### The task
Please rewrite the entries in the part that opens with the line containing "Expected behaviour: mark a point on the sunlit" and closes with the line containing "546], [658, 352]]", replacing "office tower" with "commercial high-rise" and leaving everything else the same.

### Given records
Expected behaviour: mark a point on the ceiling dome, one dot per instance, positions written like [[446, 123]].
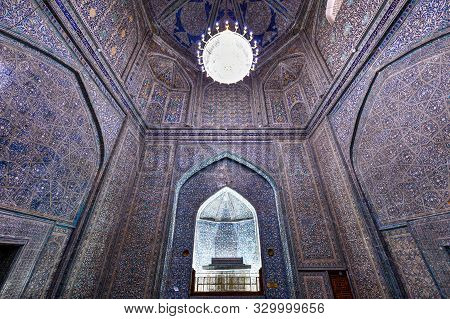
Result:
[[184, 21]]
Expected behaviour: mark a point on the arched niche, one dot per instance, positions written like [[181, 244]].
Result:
[[193, 189], [227, 253]]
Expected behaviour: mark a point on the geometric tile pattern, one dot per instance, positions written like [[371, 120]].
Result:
[[185, 21], [401, 150], [193, 193], [136, 259], [27, 19], [289, 93], [48, 143], [227, 106], [114, 196], [412, 269], [46, 265], [420, 20], [315, 285], [117, 26], [313, 235], [159, 88], [365, 273], [336, 41]]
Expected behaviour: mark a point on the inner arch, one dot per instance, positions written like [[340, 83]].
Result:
[[227, 254]]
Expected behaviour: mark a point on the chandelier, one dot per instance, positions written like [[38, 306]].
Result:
[[227, 56]]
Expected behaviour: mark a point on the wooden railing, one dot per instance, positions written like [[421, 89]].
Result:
[[226, 284]]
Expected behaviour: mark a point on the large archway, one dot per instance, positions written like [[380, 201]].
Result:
[[193, 190]]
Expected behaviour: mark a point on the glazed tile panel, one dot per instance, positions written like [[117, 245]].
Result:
[[32, 235], [410, 265], [45, 268], [193, 193], [365, 273], [420, 19], [140, 239], [159, 87], [25, 18], [117, 26], [290, 94], [227, 106], [311, 227], [49, 150], [336, 41], [185, 21], [84, 278], [315, 285]]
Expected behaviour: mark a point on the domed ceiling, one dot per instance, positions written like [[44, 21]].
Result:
[[184, 21]]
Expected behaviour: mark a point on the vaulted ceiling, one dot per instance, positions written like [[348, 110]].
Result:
[[183, 21]]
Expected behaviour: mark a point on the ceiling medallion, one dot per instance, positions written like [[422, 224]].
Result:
[[227, 56]]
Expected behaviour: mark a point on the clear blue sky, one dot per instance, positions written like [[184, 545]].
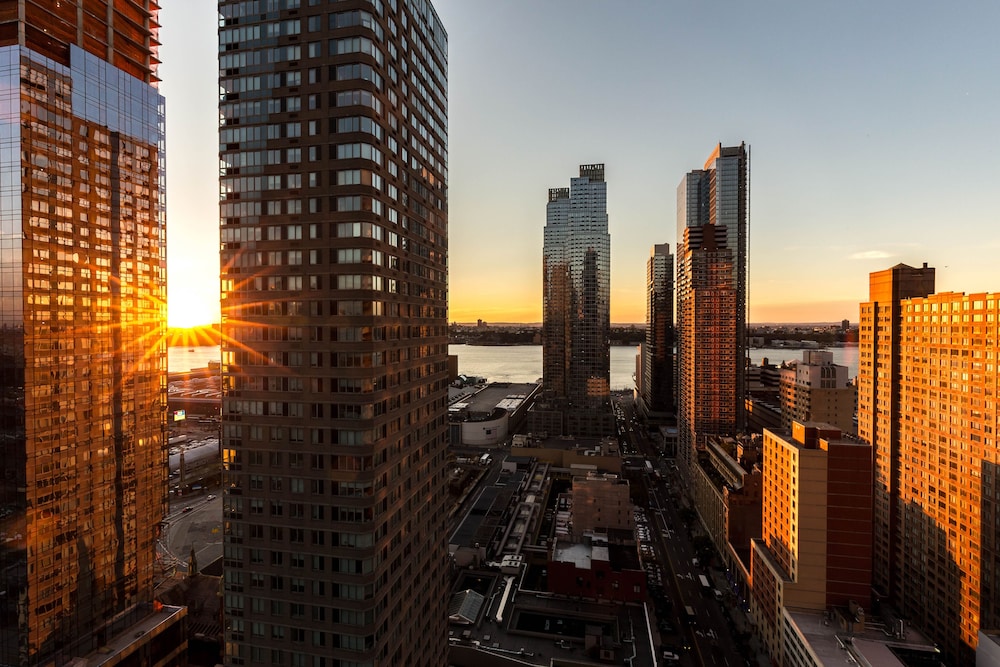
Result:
[[872, 126]]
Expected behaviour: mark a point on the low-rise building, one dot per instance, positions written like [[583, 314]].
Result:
[[595, 568]]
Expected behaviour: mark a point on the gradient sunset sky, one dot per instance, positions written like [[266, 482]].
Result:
[[873, 127]]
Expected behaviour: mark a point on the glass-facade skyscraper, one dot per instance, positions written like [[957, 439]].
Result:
[[576, 266], [711, 298], [334, 234], [82, 333]]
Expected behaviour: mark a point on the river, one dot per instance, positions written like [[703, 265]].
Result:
[[523, 363]]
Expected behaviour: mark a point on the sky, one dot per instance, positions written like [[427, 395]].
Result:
[[873, 134]]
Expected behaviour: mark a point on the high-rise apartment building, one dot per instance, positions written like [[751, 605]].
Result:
[[711, 298], [657, 374], [333, 148], [815, 546], [814, 389], [576, 304], [82, 335], [927, 402]]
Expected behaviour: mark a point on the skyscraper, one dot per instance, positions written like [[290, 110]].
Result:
[[711, 298], [815, 546], [576, 284], [334, 234], [658, 353], [82, 333], [927, 388]]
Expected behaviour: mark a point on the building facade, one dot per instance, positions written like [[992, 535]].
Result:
[[334, 235], [576, 284], [815, 548], [927, 390], [657, 373], [711, 299], [601, 502], [82, 332], [818, 390]]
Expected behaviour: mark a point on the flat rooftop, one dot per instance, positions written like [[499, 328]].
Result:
[[870, 646]]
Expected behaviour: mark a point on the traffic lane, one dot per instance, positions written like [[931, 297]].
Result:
[[706, 608]]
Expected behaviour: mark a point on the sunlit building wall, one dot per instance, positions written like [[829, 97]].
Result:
[[927, 402], [334, 232], [82, 325], [815, 546], [711, 298], [576, 284]]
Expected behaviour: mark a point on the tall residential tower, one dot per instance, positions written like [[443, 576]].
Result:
[[83, 356], [334, 231], [657, 391], [576, 284], [927, 403], [711, 298]]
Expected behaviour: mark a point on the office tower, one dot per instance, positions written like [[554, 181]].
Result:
[[927, 389], [817, 390], [576, 284], [82, 334], [711, 298], [333, 146], [815, 546], [658, 352]]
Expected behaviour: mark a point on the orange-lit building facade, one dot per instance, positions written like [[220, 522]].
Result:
[[82, 324], [711, 298], [927, 395], [815, 545]]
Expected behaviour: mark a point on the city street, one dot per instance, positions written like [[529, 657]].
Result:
[[709, 631]]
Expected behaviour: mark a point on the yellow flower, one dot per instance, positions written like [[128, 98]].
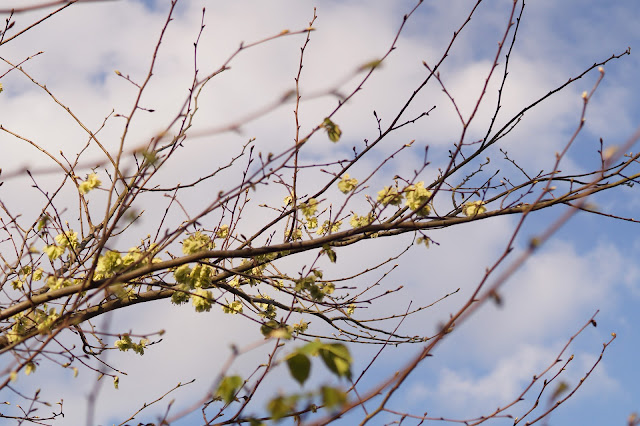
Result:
[[417, 195], [68, 238], [389, 195], [89, 184], [309, 208], [347, 183], [474, 208]]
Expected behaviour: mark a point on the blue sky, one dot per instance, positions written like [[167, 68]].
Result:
[[590, 263]]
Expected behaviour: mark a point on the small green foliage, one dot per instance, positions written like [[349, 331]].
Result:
[[347, 183], [234, 307], [181, 294], [282, 405], [333, 131], [359, 221], [351, 309], [197, 242], [268, 309], [228, 388], [417, 196], [276, 330], [299, 367], [223, 232], [329, 226], [67, 239], [335, 356], [333, 397], [92, 182], [300, 327], [331, 254], [44, 220], [108, 264], [423, 240], [202, 300], [474, 208], [125, 343], [389, 195], [309, 208], [53, 251], [295, 235], [370, 65]]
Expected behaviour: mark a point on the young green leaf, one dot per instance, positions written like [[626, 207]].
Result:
[[333, 131], [299, 367], [333, 397], [228, 388]]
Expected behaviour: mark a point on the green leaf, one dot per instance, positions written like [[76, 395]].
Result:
[[333, 131], [299, 367], [330, 253], [228, 388], [311, 348], [281, 406], [333, 397], [276, 330], [337, 359]]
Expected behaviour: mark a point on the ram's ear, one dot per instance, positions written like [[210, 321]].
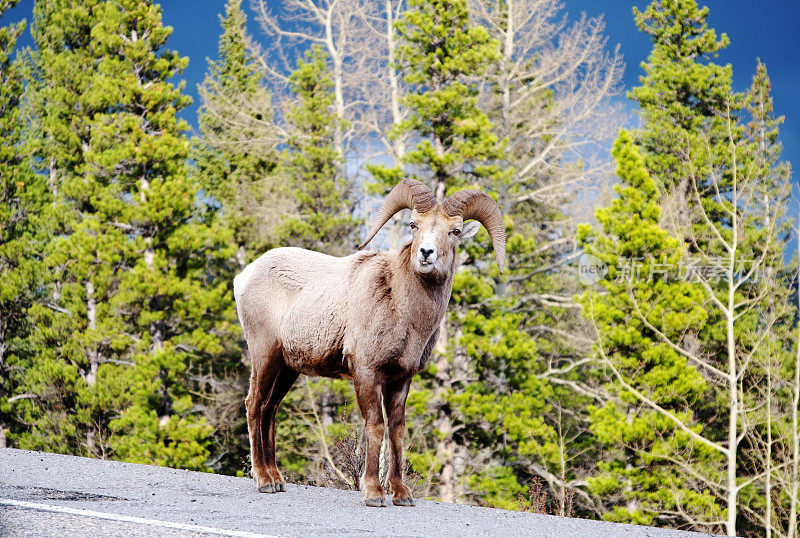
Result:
[[470, 229]]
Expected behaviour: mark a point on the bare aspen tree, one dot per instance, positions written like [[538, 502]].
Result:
[[736, 256], [333, 25], [550, 97]]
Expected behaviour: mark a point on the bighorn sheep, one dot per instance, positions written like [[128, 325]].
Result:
[[372, 317]]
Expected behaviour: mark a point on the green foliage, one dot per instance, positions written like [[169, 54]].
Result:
[[683, 93], [639, 482], [22, 197], [134, 313]]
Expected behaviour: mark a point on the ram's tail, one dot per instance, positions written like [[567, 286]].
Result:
[[239, 284]]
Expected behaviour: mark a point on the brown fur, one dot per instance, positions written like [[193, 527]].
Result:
[[369, 317]]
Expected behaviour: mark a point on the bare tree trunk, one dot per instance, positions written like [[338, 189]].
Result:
[[733, 388], [794, 492], [768, 459], [91, 317], [398, 143]]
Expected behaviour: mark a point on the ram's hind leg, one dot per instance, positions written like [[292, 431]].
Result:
[[266, 358], [284, 380]]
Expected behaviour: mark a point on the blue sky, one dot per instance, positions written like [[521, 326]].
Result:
[[767, 29]]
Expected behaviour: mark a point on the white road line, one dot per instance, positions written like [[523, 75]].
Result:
[[131, 519]]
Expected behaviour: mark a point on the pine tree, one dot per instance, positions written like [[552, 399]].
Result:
[[239, 175], [683, 93], [22, 199], [63, 414], [695, 345], [137, 312], [637, 481], [768, 448]]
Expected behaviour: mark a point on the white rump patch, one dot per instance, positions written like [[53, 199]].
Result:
[[240, 282]]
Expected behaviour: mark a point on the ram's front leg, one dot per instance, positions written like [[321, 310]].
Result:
[[368, 394], [394, 396]]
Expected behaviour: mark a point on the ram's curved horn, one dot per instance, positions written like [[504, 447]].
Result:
[[408, 194], [476, 204]]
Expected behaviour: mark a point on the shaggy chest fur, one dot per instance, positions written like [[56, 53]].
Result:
[[370, 316]]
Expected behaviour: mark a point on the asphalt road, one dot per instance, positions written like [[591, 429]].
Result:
[[52, 495]]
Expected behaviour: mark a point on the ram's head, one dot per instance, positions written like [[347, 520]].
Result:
[[437, 228]]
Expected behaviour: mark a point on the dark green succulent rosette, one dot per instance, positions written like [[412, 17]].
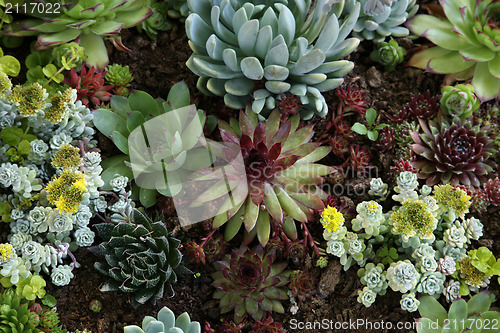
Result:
[[139, 257]]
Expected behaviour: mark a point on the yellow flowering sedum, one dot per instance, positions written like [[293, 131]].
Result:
[[6, 253], [67, 157], [67, 191], [331, 219], [452, 200], [29, 98]]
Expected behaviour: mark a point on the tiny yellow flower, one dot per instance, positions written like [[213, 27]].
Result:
[[6, 253], [331, 219]]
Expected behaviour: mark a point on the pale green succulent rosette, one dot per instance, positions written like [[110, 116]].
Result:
[[379, 19], [256, 51], [468, 44], [88, 22]]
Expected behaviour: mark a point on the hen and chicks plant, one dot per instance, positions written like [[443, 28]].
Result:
[[257, 51], [166, 322], [466, 44], [282, 175], [141, 257], [88, 22], [249, 281], [416, 248]]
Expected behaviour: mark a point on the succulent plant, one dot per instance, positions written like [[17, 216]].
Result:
[[492, 189], [89, 86], [385, 141], [381, 18], [158, 21], [49, 318], [378, 188], [281, 174], [249, 281], [370, 217], [88, 22], [262, 49], [414, 218], [267, 326], [366, 296], [462, 316], [459, 100], [423, 106], [166, 323], [447, 265], [120, 77], [141, 258], [409, 302], [451, 290], [128, 117], [374, 277], [389, 54], [359, 160], [453, 153], [14, 316], [466, 44], [352, 99], [402, 276]]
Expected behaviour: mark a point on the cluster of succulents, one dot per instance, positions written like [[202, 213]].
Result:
[[275, 155], [250, 281], [166, 322], [245, 51], [141, 257], [466, 44], [379, 19], [419, 247], [124, 123], [88, 22], [47, 189]]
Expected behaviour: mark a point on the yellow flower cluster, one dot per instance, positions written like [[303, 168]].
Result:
[[371, 207], [67, 157], [59, 108], [453, 198], [5, 84], [6, 253], [331, 219], [30, 99], [66, 191]]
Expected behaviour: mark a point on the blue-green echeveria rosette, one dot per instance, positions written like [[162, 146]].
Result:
[[467, 44], [256, 51], [379, 19]]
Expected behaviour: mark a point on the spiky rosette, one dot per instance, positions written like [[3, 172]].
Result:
[[385, 140], [281, 174], [492, 189], [250, 282], [423, 106], [353, 99], [453, 153], [89, 86], [141, 257]]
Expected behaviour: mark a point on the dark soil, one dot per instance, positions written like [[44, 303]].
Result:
[[157, 65]]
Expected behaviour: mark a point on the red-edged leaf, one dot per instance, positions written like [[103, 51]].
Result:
[[260, 133], [246, 125]]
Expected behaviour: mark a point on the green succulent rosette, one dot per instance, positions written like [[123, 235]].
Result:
[[459, 100], [467, 44]]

### Worked solution
Expected behaviour: mark a point on the sunlit building wall, one dot per instance, positions written like [[829, 97]].
Result:
[[927, 402], [334, 232], [82, 325], [815, 546], [711, 298], [576, 284]]
Expected behaviour: mark a point on the tall residential tower, one dot per instance, positions written like [[443, 576]].
Result:
[[83, 356], [334, 231], [657, 391], [576, 284], [927, 403], [711, 298]]
Expected behaviour: mark a point on the commercial high-rise, one dot per instance, positions written like [[554, 181]].
Result:
[[927, 389], [817, 390], [576, 284], [82, 334], [711, 298], [333, 146], [815, 546], [658, 352]]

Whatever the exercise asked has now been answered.